### Supplied data ###
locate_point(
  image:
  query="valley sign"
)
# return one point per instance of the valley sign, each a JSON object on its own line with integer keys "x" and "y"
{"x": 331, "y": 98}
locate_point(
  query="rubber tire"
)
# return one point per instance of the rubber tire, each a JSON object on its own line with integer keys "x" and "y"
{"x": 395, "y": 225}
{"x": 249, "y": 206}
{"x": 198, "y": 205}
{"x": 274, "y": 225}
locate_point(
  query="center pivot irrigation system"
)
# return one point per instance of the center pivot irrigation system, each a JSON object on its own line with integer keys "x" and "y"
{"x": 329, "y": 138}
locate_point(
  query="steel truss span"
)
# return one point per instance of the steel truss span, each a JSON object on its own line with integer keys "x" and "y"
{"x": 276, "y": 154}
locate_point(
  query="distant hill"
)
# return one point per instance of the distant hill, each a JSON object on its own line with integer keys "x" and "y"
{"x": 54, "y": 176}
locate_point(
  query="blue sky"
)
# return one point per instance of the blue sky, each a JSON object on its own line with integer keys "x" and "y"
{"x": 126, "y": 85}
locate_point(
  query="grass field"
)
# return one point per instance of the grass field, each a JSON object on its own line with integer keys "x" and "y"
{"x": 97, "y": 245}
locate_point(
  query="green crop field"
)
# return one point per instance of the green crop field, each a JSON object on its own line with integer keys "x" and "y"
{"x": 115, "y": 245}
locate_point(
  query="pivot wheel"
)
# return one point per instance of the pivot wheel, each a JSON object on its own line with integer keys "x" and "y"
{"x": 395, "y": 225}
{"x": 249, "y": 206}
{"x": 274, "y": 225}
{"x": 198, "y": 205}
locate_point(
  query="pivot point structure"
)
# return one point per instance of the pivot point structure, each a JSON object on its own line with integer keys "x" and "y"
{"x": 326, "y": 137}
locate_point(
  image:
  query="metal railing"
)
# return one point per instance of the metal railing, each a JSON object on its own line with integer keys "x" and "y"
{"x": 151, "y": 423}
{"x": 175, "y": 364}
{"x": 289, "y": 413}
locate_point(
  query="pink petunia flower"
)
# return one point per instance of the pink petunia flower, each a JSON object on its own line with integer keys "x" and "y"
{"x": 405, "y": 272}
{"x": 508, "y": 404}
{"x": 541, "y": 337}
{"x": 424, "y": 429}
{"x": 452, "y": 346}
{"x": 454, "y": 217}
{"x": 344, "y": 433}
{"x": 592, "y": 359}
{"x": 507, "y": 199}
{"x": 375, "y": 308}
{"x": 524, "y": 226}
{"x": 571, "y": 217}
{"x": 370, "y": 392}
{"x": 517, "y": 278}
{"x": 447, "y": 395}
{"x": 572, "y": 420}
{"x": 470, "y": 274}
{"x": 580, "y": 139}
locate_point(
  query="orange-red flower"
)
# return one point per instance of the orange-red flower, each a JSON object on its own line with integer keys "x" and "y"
###
_Stated problem:_
Write down the full listing again, exactly.

_Response:_
locate_point(
  image:
  query="valley sign"
)
# return one point per instance of the valley sign, each a JSON object on its own line with integer keys "x" and "y"
{"x": 331, "y": 98}
locate_point(
  query="rubber tire"
)
# return one point per instance of the rubber tire, each a JSON object on its own line with integer keys "x" and "y"
{"x": 395, "y": 225}
{"x": 249, "y": 206}
{"x": 198, "y": 205}
{"x": 274, "y": 225}
locate_point(
  query="center pivot irrigation system"
)
# return one point per instance of the center pivot irrigation system, each a JSON object on its own line with integer keys "x" and "y"
{"x": 329, "y": 138}
locate_point(
  query="steel truss span"
)
# return one point per instance of the steel truss span, each a JSON object on its own line with integer keys "x" and "y"
{"x": 276, "y": 154}
locate_point(
  query="distant hill"
)
# return one point per instance of the distant hill, each a JSON object on its own line with integer keys "x" and "y"
{"x": 54, "y": 176}
locate_point(
  query="blue sky"
)
# return one point per instance of the blue sky, each a JSON object on its own line with integer keys "x" and "y"
{"x": 126, "y": 85}
locate_point(
  query="grass field"
)
# return one point per instance of the grass field, each a JSON object on its own line with integer keys "x" and "y"
{"x": 97, "y": 245}
locate_point(
  query="green crop field"
)
# return one point per instance of the green crop field, each a JSON object on its own line with integer keys "x" and "y"
{"x": 115, "y": 245}
locate_point(
  query="pivot wheel"
)
# return one point per instance of the pivot wheel, each a JSON object on its own line with integer keys "x" and "y"
{"x": 395, "y": 225}
{"x": 249, "y": 206}
{"x": 274, "y": 225}
{"x": 198, "y": 205}
locate_point(
  query="pivot point structure"
)
# return one point per instance of the pivot point structure, each a JSON object on its own line with integer keys "x" and "y"
{"x": 326, "y": 137}
locate_point(
  image:
  query="metal railing"
)
# return one point per instance of the metal railing, each a JSON object on its own line with integer keys "x" and "y"
{"x": 151, "y": 423}
{"x": 175, "y": 364}
{"x": 289, "y": 413}
locate_point(
  query="pink petunia flower"
)
# return one point per instance of the pink petunia flower, each a JSON object on its own line with integer keys "x" and "y"
{"x": 405, "y": 272}
{"x": 508, "y": 404}
{"x": 541, "y": 337}
{"x": 424, "y": 429}
{"x": 452, "y": 346}
{"x": 454, "y": 217}
{"x": 344, "y": 433}
{"x": 592, "y": 359}
{"x": 507, "y": 199}
{"x": 375, "y": 308}
{"x": 524, "y": 226}
{"x": 571, "y": 217}
{"x": 370, "y": 392}
{"x": 517, "y": 278}
{"x": 447, "y": 395}
{"x": 572, "y": 420}
{"x": 470, "y": 274}
{"x": 580, "y": 139}
locate_point(
  query="orange-red flower"
)
# return one point per instance of the orange-red flower, each a JSON object on its own line with integer keys "x" and "y"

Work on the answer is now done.